> [What the exercise asks] Return the line containing "Target: bright sun" and every line after it through the end of the entries below, with no other lines.

◆ ◆ ◆ ◆

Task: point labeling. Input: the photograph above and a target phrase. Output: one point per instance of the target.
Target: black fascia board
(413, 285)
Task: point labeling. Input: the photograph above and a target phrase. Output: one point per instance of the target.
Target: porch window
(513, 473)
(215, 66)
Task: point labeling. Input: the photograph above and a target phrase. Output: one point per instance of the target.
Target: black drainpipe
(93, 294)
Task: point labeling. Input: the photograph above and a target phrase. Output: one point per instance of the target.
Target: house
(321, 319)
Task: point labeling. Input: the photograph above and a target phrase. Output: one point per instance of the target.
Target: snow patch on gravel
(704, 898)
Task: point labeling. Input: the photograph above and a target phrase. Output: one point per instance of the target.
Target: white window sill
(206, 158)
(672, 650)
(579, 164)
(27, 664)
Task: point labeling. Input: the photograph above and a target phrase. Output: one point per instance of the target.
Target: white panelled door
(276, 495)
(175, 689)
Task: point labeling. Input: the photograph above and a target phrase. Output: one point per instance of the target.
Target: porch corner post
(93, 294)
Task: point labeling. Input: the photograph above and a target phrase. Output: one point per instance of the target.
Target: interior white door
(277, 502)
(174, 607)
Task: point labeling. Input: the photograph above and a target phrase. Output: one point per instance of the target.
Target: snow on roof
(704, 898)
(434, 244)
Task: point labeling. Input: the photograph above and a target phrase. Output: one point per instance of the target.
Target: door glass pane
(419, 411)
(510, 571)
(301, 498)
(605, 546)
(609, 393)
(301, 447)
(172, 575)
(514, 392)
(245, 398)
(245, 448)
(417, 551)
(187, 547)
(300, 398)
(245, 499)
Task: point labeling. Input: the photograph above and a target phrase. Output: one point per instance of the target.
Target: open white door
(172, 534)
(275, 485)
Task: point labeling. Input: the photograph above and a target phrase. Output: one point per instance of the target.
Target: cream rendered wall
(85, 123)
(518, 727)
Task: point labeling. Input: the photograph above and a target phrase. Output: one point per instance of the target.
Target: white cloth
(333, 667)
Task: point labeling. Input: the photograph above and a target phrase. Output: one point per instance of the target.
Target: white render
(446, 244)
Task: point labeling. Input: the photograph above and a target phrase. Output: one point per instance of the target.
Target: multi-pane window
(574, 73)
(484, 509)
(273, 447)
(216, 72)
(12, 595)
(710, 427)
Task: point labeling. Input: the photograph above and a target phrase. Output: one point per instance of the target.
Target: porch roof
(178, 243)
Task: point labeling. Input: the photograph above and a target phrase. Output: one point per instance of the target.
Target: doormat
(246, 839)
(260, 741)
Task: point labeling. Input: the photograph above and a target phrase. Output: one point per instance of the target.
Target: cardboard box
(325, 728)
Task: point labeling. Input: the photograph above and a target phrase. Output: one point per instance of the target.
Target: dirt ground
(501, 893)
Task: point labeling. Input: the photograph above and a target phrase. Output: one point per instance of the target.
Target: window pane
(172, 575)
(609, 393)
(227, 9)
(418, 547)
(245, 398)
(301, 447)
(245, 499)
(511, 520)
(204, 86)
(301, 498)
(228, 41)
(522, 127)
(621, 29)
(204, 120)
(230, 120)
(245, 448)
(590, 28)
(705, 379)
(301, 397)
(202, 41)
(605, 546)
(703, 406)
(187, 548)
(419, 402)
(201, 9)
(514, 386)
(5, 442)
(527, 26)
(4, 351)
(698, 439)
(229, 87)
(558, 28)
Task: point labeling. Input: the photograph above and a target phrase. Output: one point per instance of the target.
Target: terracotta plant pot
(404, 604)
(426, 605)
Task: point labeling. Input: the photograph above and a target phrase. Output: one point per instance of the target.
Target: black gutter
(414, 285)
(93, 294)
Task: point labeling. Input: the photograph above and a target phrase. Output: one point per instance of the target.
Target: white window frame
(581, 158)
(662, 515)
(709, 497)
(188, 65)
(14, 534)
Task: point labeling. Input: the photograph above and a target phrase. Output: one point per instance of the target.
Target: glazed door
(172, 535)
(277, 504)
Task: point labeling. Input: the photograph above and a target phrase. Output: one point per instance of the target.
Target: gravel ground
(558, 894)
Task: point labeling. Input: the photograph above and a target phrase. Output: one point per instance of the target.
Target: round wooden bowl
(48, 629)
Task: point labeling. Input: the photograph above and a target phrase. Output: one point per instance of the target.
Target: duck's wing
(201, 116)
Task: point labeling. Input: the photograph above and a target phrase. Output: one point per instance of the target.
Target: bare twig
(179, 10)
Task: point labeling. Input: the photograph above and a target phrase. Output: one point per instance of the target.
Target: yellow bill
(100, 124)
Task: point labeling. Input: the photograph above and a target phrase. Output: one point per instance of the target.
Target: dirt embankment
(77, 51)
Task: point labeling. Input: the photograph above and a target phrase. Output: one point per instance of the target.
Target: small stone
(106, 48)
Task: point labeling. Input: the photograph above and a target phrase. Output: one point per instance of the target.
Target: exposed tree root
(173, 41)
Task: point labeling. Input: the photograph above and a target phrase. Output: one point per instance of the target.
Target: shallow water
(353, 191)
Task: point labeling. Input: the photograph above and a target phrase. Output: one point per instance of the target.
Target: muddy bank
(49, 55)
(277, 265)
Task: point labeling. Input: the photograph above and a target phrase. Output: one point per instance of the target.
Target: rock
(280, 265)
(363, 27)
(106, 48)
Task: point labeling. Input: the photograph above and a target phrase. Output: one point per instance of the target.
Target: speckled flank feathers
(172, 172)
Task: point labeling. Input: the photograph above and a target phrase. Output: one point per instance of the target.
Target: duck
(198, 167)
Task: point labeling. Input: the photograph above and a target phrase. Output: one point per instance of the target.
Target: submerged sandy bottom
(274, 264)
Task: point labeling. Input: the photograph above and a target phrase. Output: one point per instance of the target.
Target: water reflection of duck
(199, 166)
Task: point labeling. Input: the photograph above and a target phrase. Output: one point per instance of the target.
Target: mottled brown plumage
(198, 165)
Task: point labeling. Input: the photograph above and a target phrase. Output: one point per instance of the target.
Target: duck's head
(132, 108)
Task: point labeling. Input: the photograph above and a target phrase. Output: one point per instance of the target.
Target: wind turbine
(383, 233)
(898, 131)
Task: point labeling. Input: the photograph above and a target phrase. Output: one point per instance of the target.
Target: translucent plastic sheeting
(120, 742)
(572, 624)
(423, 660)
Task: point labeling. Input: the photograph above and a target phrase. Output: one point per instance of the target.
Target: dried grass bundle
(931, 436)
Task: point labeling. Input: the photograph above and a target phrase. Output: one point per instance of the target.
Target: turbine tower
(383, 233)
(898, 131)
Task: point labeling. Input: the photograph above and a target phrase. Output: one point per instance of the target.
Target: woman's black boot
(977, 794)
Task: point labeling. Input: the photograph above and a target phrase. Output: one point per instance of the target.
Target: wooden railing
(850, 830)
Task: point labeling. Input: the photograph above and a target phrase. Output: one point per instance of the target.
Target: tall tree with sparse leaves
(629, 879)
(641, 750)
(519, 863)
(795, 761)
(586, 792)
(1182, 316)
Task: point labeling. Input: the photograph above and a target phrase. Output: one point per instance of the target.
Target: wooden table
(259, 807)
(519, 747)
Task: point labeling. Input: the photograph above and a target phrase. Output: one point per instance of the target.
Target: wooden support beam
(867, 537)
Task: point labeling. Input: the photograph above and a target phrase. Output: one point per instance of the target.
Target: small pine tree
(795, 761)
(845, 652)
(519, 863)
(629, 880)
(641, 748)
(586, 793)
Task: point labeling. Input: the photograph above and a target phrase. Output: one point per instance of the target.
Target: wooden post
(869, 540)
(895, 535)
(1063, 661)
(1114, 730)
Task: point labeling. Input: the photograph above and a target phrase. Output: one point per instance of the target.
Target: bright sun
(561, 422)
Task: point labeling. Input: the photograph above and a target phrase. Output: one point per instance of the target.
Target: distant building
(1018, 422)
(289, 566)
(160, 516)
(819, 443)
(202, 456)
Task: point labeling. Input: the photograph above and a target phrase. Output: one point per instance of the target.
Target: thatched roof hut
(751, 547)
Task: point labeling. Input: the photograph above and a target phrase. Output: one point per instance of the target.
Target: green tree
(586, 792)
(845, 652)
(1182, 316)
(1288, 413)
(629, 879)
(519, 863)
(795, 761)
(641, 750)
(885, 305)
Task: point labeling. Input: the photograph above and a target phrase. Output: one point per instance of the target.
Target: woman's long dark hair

◆ ◆ ◆ ◆

> [Answer to the problem]
Target: bright sun
(561, 422)
Task: point labeling. Input: the photograph above and a target phrase. Output: one point per instance of the target.
Target: distant building
(1018, 422)
(289, 566)
(160, 516)
(819, 443)
(202, 456)
Task: point labeling. Input: the photograph above and a target phrase. Output: one point per instance of the target.
Target: thatched roof hut
(751, 547)
Task: point labeling. Input: the photograph above and a target phrase. Output: one point per instance of the target.
Target: green tree
(586, 792)
(845, 652)
(1182, 316)
(1288, 413)
(629, 879)
(519, 863)
(795, 761)
(641, 750)
(885, 305)
Task: point labeling. Input: the photograph above and a target phrase. Output: one point per instance of the target.
Target: woman's long dark hair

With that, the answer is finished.